* _Ziel a_
Seit welcher Rede Putins lässt sich laut dem Textauszug über Putins Rhetorik die Affektrhetorik eines betrogenen Russlands verstärkt beobachten?

* _Textauszug_
★ ★ ★

Ich denke nicht, dass er den Verstand verloren hat. Sieht man sich Putins Reden und Auftritte der letzten Jahre an, erkennt man, dass die Themen nicht neu sind und lediglich eine stufenweise emotionale Steigerung bis nahe an den Wahnsinn stattgefunden hat. Die Bedrohung Russlands durch die Expansion des Westens war bereits seit Anfang der Nullerjahre ein wiederkehrendes Thema für ihn. Die Affektrhetorik eines betrogenen Russlands, das immer aufrichtig gewesen sei, kann man verstärkt seit Putins Rede 2007 bei der Münchner Sicherheitskonferenz beobachten. Und 2014 basierte die Annexion der Krim auf der gleichen Argumentation wie jetzt die Invasion der Ukraine. Reden sind außerdem nicht spontan. Wir können daher von einer Inszenierung ausgehen, die vermitteln soll: Wir sind unberechenbar, also mischt euch nicht ein!

Putin spricht nur von militärischen Spezialeinsätzen und nicht von einem Krieg. Warum ist diese Unterscheidung für seine Rhetorik so wichtig?

Weil es sich in seinen Augen um eine Befreiungsoperation handelt. Damit ist verbunden, sich nicht als Aggressor, sondern als Retter zu sehen. In der Bevölkerung gibt es sicherlich auch keinen Rückhalt für einen Angriffskrieg gegen ein Land, das geographisch, kulturell und sprachlich so nah an Russland ist.

So einen Krieg könnte man schwer erklären, aber bei einer Spezialoperation, bei der man das russische Volk in der Ukraine vor einem Genozid schützt, sieht das anders aus. Deswegen auch die ganze Zensur auf russischer Seite, um Informationen über den Krieg vor der Bevölkerung zurückzuhalten. Andererseits beobachten wir gerade, dass die Kriegsbilder die Russen durchaus erreichen, dass aber viele ihnen trotzdem nicht glauben wollen. Das ist ein Effekt der russischen Propaganda der letzten zwei Jahrzehnte, deren Ziel es war, Skeptizismus gegenüber jeder Form von Wahrheit zu verbreiten.

★ ★ ★

* _Einträge des Datensatzes_
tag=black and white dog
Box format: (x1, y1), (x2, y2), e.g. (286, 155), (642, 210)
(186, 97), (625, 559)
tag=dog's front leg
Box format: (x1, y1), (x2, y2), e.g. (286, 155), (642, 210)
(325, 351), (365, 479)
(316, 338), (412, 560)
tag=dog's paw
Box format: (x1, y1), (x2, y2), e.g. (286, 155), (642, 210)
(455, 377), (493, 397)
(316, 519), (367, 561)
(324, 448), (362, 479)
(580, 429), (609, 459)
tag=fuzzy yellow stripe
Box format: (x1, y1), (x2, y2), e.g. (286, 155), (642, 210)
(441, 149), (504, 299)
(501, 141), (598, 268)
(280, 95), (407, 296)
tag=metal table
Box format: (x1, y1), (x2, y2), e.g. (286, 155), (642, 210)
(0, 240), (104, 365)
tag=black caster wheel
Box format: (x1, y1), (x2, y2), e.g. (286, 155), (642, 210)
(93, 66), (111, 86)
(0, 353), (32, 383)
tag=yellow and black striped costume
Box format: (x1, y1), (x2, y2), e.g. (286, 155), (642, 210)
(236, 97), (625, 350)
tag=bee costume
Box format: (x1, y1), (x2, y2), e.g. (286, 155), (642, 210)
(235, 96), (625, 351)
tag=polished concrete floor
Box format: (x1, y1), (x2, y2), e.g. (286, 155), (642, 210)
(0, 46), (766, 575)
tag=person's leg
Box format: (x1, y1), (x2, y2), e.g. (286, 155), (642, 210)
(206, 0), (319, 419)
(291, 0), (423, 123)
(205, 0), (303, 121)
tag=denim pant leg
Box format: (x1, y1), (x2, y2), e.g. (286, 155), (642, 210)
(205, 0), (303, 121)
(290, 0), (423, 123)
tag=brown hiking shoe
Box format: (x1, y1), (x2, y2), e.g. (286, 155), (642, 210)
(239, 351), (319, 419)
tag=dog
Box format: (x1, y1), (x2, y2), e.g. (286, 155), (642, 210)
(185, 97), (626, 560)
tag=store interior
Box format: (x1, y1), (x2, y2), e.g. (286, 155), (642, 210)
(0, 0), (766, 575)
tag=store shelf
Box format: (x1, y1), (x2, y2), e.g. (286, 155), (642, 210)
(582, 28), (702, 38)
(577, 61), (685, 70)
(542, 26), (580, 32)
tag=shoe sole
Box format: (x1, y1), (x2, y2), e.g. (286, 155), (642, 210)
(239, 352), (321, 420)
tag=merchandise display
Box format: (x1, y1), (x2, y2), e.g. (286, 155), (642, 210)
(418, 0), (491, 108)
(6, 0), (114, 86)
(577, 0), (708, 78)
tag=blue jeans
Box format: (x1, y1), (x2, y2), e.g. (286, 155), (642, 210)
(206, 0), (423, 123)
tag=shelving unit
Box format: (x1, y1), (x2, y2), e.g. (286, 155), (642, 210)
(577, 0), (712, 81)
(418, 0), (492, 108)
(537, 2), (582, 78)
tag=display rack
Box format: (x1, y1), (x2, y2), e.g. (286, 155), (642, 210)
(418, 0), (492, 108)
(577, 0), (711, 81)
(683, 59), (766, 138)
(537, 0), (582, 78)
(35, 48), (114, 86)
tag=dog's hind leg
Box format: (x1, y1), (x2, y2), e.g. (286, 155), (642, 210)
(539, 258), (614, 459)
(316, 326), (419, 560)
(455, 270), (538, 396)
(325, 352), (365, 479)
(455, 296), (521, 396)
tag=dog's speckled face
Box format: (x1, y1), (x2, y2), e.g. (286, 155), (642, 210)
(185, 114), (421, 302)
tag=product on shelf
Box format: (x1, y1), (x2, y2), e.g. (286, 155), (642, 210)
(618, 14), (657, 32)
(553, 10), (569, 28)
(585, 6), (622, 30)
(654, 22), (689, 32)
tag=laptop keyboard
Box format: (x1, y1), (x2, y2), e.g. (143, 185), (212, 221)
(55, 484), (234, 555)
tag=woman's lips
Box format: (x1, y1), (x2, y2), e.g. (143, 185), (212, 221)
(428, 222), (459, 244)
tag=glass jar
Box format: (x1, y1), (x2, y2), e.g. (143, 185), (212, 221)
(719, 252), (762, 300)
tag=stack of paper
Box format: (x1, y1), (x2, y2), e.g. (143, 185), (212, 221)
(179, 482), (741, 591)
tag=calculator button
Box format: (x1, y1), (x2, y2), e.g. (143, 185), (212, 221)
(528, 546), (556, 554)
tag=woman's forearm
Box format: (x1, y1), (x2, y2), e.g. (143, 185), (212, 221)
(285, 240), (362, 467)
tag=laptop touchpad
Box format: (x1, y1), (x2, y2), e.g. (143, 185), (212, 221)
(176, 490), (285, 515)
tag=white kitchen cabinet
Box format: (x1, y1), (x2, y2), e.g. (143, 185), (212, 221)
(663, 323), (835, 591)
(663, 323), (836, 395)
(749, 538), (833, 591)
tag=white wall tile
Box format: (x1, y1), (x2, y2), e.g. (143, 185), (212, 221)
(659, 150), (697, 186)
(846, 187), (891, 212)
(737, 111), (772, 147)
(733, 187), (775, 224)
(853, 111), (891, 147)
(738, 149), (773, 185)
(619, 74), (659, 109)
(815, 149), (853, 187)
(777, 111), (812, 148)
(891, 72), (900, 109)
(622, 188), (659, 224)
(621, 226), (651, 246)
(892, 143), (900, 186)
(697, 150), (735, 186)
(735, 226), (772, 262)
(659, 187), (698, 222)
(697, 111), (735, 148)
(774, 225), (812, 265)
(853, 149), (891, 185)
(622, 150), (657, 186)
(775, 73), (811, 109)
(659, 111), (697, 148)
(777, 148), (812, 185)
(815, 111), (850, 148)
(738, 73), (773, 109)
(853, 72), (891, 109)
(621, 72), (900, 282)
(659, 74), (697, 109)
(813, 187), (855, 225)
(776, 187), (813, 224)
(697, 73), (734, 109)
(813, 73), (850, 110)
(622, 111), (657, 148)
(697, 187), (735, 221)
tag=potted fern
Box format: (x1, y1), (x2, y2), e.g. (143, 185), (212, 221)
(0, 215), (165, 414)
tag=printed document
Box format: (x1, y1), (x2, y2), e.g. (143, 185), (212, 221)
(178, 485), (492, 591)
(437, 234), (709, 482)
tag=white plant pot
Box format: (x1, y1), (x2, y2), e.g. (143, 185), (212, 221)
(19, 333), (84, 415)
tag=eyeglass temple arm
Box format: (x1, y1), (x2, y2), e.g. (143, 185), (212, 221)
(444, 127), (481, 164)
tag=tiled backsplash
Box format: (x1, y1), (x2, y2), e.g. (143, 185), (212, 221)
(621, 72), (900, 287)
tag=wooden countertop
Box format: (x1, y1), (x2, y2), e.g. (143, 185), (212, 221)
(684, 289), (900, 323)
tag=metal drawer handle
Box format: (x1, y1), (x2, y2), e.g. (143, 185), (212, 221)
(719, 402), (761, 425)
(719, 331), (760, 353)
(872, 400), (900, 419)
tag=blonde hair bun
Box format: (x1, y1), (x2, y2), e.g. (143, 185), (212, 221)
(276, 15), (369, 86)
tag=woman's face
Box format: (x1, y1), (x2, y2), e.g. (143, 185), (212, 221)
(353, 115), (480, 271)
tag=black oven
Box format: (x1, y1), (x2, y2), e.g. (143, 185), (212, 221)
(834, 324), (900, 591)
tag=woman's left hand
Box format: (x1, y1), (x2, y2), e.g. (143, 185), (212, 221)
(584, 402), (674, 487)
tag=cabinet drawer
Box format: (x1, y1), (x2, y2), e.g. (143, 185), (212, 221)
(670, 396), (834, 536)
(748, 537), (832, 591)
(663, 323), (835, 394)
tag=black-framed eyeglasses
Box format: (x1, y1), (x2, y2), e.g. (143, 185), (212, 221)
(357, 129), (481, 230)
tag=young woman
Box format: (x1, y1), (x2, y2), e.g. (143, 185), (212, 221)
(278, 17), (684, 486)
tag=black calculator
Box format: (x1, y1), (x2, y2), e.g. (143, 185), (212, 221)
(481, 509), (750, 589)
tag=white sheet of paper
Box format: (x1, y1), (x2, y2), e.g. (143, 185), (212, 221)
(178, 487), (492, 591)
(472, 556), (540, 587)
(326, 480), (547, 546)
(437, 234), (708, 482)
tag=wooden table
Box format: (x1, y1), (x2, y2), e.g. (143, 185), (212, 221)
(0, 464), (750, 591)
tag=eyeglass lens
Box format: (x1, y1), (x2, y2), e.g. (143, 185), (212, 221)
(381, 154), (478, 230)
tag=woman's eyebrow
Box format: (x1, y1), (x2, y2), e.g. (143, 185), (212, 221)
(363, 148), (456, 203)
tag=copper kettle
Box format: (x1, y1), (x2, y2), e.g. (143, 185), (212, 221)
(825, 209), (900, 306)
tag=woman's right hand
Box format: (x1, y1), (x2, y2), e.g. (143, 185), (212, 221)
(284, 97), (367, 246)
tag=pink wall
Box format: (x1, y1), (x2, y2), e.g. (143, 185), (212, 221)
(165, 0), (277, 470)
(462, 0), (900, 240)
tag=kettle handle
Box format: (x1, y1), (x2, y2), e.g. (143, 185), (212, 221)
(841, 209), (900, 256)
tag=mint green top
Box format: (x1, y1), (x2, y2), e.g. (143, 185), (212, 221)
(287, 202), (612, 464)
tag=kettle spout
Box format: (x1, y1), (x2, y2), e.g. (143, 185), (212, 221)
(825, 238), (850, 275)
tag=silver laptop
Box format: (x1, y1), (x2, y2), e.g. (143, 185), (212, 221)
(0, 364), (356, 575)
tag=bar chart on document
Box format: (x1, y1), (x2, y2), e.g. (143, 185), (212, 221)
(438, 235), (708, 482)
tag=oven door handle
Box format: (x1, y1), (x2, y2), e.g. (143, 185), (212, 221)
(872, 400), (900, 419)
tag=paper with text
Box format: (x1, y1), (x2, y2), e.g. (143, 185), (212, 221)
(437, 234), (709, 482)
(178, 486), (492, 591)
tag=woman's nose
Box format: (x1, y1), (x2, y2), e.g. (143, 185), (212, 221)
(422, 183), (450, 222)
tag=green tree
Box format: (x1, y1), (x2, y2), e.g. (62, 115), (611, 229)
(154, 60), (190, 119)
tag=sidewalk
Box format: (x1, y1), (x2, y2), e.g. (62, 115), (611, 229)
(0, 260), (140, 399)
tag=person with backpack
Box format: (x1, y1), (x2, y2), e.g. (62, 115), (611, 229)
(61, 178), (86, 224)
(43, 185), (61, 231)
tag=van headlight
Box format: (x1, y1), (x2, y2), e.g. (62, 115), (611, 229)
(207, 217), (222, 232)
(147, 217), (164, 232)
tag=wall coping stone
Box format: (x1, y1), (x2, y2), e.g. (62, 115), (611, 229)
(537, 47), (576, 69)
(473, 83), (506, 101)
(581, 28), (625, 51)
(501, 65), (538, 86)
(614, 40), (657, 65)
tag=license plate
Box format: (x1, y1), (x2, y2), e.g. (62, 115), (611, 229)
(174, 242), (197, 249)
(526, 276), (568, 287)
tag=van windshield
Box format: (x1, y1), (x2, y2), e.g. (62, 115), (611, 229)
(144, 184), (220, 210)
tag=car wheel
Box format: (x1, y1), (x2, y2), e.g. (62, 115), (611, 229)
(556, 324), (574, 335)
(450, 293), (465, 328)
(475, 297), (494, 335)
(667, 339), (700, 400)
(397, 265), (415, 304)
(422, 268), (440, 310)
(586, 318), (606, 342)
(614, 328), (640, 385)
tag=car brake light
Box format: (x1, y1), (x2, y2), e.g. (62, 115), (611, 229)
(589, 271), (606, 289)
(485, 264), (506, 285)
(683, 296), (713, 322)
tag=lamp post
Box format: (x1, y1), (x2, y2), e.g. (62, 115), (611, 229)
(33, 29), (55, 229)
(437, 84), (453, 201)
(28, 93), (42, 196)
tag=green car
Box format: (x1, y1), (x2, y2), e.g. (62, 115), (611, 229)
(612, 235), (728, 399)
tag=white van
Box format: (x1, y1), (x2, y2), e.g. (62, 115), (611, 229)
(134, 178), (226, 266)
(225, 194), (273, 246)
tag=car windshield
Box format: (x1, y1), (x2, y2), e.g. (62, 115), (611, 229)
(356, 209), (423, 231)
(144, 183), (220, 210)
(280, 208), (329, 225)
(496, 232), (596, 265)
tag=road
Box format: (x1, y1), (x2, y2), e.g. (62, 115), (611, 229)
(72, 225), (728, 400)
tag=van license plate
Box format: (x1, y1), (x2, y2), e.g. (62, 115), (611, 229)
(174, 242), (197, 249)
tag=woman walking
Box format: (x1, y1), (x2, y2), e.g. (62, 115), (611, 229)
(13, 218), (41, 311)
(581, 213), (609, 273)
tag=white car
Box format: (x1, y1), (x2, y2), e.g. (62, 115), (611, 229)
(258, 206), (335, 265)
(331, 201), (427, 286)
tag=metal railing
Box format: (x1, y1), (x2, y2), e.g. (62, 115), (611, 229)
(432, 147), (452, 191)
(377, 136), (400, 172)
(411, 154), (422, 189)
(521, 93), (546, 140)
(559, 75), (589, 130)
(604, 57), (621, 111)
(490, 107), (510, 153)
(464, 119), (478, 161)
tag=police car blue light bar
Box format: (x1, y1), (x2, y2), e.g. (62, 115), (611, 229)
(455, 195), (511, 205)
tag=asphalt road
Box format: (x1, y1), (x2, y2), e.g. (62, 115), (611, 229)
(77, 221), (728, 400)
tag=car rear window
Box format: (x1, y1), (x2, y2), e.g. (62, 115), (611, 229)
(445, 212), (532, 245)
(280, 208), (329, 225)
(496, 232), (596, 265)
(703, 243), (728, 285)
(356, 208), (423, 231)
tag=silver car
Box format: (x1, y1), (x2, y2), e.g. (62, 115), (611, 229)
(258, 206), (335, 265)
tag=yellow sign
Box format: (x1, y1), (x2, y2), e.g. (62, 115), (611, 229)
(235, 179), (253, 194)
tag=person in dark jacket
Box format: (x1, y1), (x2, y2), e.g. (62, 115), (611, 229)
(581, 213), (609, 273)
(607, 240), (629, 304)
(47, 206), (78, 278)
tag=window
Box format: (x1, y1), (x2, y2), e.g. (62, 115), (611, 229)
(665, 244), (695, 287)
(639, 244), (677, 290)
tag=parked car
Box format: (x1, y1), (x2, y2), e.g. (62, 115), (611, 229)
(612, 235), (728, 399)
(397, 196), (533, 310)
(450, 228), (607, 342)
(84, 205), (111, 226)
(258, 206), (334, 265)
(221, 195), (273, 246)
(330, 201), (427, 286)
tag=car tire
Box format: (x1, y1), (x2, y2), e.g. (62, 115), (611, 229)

★ ★ ★

* _Ziel b_
Ermitteln Sie, in wie vielen Zeilen der Einträge die Zeichenfolge "wooden" vorkommt, und geben Sie ausschließlich diese Zahl an.

* _Vollständige Antwort a_
Seit seiner Rede 2007 bei der Münchner Sicherheitskonferenz.

* _Vollständige Antwort b_
2